[DATA]:

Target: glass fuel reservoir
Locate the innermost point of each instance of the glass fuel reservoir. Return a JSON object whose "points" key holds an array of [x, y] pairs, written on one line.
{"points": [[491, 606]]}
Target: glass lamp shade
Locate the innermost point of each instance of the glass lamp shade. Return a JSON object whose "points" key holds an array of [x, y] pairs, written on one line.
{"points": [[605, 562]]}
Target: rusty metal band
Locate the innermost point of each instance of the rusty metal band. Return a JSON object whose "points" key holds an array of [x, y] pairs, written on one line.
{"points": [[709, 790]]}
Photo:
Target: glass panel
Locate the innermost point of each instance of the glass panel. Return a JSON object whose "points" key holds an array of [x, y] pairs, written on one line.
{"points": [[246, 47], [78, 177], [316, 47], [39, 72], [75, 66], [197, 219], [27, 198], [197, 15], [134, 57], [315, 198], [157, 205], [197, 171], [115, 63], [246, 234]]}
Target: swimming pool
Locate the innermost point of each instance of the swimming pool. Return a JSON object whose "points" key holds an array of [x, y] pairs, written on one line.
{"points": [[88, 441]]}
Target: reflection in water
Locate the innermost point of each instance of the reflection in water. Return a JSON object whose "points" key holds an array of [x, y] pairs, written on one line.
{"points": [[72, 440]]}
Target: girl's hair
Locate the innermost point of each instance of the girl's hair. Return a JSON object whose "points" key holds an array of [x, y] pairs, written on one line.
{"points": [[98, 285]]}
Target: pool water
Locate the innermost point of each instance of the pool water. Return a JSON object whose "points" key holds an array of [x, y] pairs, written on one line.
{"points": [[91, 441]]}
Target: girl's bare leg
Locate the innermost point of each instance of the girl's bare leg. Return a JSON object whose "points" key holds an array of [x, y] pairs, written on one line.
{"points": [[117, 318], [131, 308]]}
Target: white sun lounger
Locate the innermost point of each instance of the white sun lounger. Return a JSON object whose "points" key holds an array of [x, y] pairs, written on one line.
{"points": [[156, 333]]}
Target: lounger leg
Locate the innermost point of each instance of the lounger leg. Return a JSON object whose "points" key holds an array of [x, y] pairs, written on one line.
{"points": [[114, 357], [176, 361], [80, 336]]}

[EXERCISE OBJECTIVE]: With no line omitted, copy all the data exactly.

[SOLUTION TO THIS TASK]:
Target: glass fuel reservoir
Locate the innermost point of each instance of the glass fuel reservoir. Return a JSON object whose "points" key holds an array of [x, y] pairs, written on one line.
{"points": [[491, 606]]}
Target: glass lamp shade
Locate the innermost point of each instance of the glass lamp shade. Return a JSON object whose "points" key holds an array of [x, y] pairs, written on one line.
{"points": [[605, 562]]}
Target: rusty metal band
Locate the innermost point of each instance of the rusty metal band. Return a JSON object whose "points" key holds an array of [x, y] pairs, written on one line.
{"points": [[709, 790]]}
Photo:
Target: glass panel
Locate the innermost point of each instance of the glass panel. Return a JSON object whose "points" key holds an array of [x, y] pairs, written on one line.
{"points": [[246, 47], [78, 177], [316, 47], [39, 72], [75, 66], [197, 219], [27, 198], [197, 15], [134, 57], [315, 198], [157, 205], [197, 171], [115, 63], [246, 234]]}
Target: swimming pool
Locate the innermost point of each instance of the swimming pool. Return a JSON object whose "points" key holds an array of [x, y] pairs, written on one line.
{"points": [[88, 441]]}
Target: reflection in water
Locate the innermost point of each instance of the reflection in water. Return a JSON object whose "points" key holds an array of [x, y] pairs, written on one line.
{"points": [[72, 440]]}
Target: girl's hair
Locate the innermost point of each instance of the girl's hair. Return a JSON object whose "points" key holds an array of [x, y] pairs, written on one line.
{"points": [[98, 285]]}
Target: pool water
Locate the innermost point of each instance of the pool water. Return a JSON object whose "points" key holds an array of [x, y] pairs, written on one line.
{"points": [[91, 441]]}
Target: girl's bare leg
Locate the innermost point of each instance of the girl's bare leg. Return a JSON object whose "points" key holds an array of [x, y] pairs, written on one line.
{"points": [[117, 318], [131, 308]]}
Target: white sun lounger
Locate the innermost point of each instance of the white sun lounger. Return a JSON object whose "points" key holds an array of [x, y] pairs, written on one line.
{"points": [[156, 333]]}
Target: lounger leg
Locate the innermost point of each instance of the lounger leg. Return a JSON object whose "points" key holds an array of [x, y] pairs, written on one line.
{"points": [[114, 357], [176, 361], [80, 336]]}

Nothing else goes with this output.